--- À VOUS ---
Poursuivez le texte sur les risques qui pèsent sur Camtel à partir de sa dernière phrase.

Comment comprendre que cette étude soit initiée après le lancement de la marque « Blue » ? Ce qui nous amène à nous interroger sur la maturité du business model que cette entreprise a mis en œuvre dans le cadre de son nouveau déploiement commercial.

Toutes choses qui par ailleurs devraient susciter de vives inquiétudes pour les observateurs avertis de l’écosystème des communications électroniques au Cameroun.

Sans réforme permettant de favoriser la mise en œuvre idoine des conventions de concession octroyées à Camtel, sans produit différenciant ou service novateur lui permettant de se positionner sur le marché des communications électroniques, l’évolution actuelle de Camtel comporte de gros risques et pousse à réfléchir sur ce que peut être l’avenir de l’opérateur historique dans ces conditions.

Mohamadou Bamba, Expert IT

·Les Risques

Les licences accordées à Camtel visaient à en faire un opérateur moderne et performant des télécommunications au Cameroun, à travers le renforcement de sa productivité et de sa compétitivité en vue de l’amélioration de sa rentabilité financière.

Aujourd’hui et de manière globale, la poursuite de la réforme dans l’environnement actuel de gouvernance de Camtel laisse entrevoir des inquiétudes et des risques au rang desquels :

– la confusion de la globalisation de la marque « Blue » à tous les services offerts par Camtel, quel que soit le segment de marché considéré (fixe, mobile ou transport) ;

 – l’absence de transparence entre la fourniture des services WTTx et les services mobiles (LTE) de Camtel ;

– une perte inexorable des recettes prévisionnelles de plusieurs milliards attendues du mobile, en raison d’un lancement tardif et non contrôlé ;

– la capacité pour Camtel à soutenir financièrement l’extension de son réseau mobile sur fonds propres ;

 – une contreperformance de Camtel qui militerait en faveur du questionnement de sa capacité à pourvoir gérer seul le segment de transport ;

– le risque de geler certains projets clés du segment de transport.

--- DONNÉES ---
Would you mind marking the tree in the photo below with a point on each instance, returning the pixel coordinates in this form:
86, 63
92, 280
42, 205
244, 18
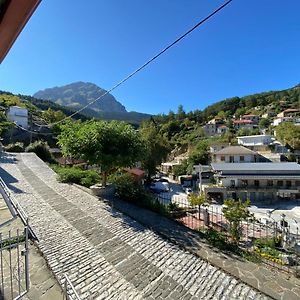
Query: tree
52, 116
180, 112
180, 169
200, 154
236, 211
110, 145
264, 123
289, 134
197, 200
157, 149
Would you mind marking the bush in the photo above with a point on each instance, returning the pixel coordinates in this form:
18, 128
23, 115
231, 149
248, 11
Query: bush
129, 190
268, 243
77, 175
42, 150
17, 147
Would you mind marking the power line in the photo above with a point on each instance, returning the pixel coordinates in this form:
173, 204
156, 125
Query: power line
145, 64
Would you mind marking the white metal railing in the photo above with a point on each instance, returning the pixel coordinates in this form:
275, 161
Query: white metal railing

--- RÉPONSE CI-DESSOUS ---
L’endettement élevé de l’entreprise, le désengagement de l’État à garantir les emprunts de Camtel, les difficultés de trésorerie que traverse l’opérateur historique, ne militent pas en faveur de la mise en place d’une stratégie interne de financement de la réforme.

L’un des plus grands risques aujourd’hui créés par la situation de Camtel est celui de l’achèvement des infrastructures de la prochaine CAN.

Au vu de ce qui précède, de quoi est fait l’avenir de Camtel ?

Camtel doit rapidement se transformer en un opérateur compétitif, efficace sur un marché largement dominé par les filiales de multinationales. Pour y arriver, les approches managériales de l’équipe dirigeante de Camtel qui semblent ne pas prendre en compte les mécanismes de transformation qui ont été clairement définis non seulement par le Cabinet d’experts chargé de l’accompagnement de l’entreprise dans sa réforme, mais également par la tutelle.

Les stratégies modernes de marketing des services sortent de leurs frontières traditionnelles centrées sur les clients, pour intégrer les modes de pilotage des équipes chargées de leur mise en œuvre.

C’est ainsi que déjà, dans la 2e édition de l’ouvrage « Du management au marketing des services », publié chez Dunod en 2011 par Charles Ditandy et Benoît Meyronin, le marketing des services est défini comme suit : « C’est prendre soin de ses équipes, pour qu’elles prennent soin des clients. C’est mettre ainsi en œuvre une symétrie des attentions ».

Cette intégration d’une culture client et d’une culture managériale permet d’ancrer dans la durée une culture de service, laquelle s’incarne tout à la fois dans le souci de ses clients et de ses ressources humaines. C’est donc, pour finir, une posture managériale.

Aussi à notre avis, la réforme managériale doit accompagner la réforme organisationnelle de Camtel, si le gouvernement veut assurer un avenir à l’opérateur historique des télécommunications au Cameroun.